→ Task details:
Put the items starting at the line that contains "of the treeline" and ending at the line that contains "column 100, row 100" into a two-column CSV with the headers text and answer, one row per item. Place each item's text and its answer in a single quoted field each, with line breaks replaced by spaces.

→ Extracted records:
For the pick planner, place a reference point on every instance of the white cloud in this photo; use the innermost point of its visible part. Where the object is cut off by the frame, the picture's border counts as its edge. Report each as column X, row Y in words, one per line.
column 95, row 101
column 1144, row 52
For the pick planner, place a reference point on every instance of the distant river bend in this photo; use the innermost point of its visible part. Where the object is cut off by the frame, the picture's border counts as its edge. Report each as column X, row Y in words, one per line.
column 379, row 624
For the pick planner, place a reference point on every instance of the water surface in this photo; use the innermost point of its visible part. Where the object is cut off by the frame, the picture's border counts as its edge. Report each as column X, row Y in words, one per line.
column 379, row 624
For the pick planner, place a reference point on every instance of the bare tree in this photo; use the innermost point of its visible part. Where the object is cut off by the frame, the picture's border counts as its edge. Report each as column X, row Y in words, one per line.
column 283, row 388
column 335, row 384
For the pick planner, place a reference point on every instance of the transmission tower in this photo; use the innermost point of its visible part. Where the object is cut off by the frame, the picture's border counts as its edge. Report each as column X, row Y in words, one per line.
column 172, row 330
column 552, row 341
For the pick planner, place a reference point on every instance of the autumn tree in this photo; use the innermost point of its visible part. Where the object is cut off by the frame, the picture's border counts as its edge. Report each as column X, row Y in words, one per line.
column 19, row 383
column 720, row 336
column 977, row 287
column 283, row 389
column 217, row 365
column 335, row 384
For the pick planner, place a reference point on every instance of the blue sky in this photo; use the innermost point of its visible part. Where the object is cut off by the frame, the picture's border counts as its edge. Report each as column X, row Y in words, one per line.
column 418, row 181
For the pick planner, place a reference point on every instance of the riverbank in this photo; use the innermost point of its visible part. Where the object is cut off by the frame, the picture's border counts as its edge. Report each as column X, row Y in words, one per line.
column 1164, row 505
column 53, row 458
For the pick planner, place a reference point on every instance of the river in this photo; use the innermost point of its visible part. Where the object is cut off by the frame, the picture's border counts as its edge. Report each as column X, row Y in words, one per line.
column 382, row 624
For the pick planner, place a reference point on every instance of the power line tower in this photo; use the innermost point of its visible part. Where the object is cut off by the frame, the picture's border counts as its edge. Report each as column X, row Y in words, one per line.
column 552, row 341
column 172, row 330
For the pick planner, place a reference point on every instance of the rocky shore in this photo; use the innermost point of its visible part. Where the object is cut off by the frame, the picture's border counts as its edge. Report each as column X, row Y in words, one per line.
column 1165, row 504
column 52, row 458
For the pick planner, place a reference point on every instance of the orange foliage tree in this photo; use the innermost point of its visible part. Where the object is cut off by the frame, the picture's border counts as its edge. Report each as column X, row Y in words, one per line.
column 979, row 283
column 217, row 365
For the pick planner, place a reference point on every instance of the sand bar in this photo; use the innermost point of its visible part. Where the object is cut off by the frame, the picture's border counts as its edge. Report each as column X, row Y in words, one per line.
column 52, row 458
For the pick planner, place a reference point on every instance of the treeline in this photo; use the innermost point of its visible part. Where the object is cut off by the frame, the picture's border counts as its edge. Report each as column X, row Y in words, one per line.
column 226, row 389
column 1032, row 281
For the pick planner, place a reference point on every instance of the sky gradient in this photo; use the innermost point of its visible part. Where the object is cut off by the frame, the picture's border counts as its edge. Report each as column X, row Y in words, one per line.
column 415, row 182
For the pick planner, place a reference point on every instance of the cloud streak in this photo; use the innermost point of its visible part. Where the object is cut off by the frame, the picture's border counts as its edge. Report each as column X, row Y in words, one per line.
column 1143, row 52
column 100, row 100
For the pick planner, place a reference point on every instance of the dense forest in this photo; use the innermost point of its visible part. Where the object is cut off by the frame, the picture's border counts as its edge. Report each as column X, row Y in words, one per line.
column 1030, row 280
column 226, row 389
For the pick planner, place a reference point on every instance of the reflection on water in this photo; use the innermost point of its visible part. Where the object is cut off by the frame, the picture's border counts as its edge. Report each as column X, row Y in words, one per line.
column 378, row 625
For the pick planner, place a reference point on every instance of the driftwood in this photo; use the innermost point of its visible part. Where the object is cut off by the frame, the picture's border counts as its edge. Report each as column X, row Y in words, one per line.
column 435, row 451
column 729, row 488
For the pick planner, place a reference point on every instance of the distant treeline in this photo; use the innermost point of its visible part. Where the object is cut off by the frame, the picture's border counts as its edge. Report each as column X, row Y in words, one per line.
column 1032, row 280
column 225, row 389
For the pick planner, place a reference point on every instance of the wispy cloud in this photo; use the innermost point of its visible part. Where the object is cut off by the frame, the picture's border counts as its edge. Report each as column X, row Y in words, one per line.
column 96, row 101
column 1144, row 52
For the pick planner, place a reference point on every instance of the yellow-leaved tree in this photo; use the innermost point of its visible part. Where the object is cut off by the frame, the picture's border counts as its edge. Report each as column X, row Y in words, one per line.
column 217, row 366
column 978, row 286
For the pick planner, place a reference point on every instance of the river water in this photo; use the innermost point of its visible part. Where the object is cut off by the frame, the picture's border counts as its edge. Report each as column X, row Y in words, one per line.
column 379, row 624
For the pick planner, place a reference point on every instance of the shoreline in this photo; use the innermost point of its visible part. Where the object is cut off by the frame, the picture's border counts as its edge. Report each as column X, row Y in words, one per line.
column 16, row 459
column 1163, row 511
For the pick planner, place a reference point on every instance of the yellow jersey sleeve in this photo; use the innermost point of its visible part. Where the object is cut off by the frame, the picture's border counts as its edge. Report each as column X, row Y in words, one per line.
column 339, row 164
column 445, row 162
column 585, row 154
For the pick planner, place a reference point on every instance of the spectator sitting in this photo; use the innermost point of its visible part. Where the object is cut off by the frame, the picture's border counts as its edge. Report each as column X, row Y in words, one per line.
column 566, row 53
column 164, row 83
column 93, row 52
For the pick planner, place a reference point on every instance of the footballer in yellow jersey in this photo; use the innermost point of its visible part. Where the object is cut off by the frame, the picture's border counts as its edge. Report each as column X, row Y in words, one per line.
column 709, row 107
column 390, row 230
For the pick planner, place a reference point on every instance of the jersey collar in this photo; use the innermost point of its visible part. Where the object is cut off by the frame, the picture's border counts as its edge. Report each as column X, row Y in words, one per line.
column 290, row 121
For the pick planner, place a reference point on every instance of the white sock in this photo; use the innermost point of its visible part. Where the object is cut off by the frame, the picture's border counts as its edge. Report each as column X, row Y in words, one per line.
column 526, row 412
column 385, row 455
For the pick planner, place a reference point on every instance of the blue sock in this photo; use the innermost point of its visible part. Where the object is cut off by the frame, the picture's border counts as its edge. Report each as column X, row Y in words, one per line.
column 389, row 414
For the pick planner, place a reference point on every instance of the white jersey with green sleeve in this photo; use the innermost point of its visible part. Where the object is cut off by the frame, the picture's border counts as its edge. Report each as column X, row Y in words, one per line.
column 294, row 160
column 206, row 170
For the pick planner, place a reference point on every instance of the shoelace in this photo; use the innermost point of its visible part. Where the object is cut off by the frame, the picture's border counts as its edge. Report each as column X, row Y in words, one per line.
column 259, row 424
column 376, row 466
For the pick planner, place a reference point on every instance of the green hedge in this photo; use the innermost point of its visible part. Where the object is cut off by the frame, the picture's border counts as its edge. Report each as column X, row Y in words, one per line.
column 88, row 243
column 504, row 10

→ Full response:
text,answer
"For the pick planner, place a reference point on every instance of the treeline in this photo; use the innermost point of its visible part. Where the object is cut off by the frame, the picture's border counts as its edge. Report each as column X, row Y in words, one per line.","column 226, row 389 column 1032, row 281"
"For the pick planner, place a reference point on every instance of the sky gradient in this photo; use the innermost point of its visible part. Where the object is cut off by the frame, the picture's border counts as its edge. Report each as column X, row Y in words, one per line.","column 415, row 182"
"For the pick planner, place a reference point on every instance of the cloud streak in this photo; use the innermost point of its visible part. Where the object is cut off by the frame, the picture's border counts as its edge. Report each as column X, row Y in words, one per line.","column 1143, row 52 column 100, row 100"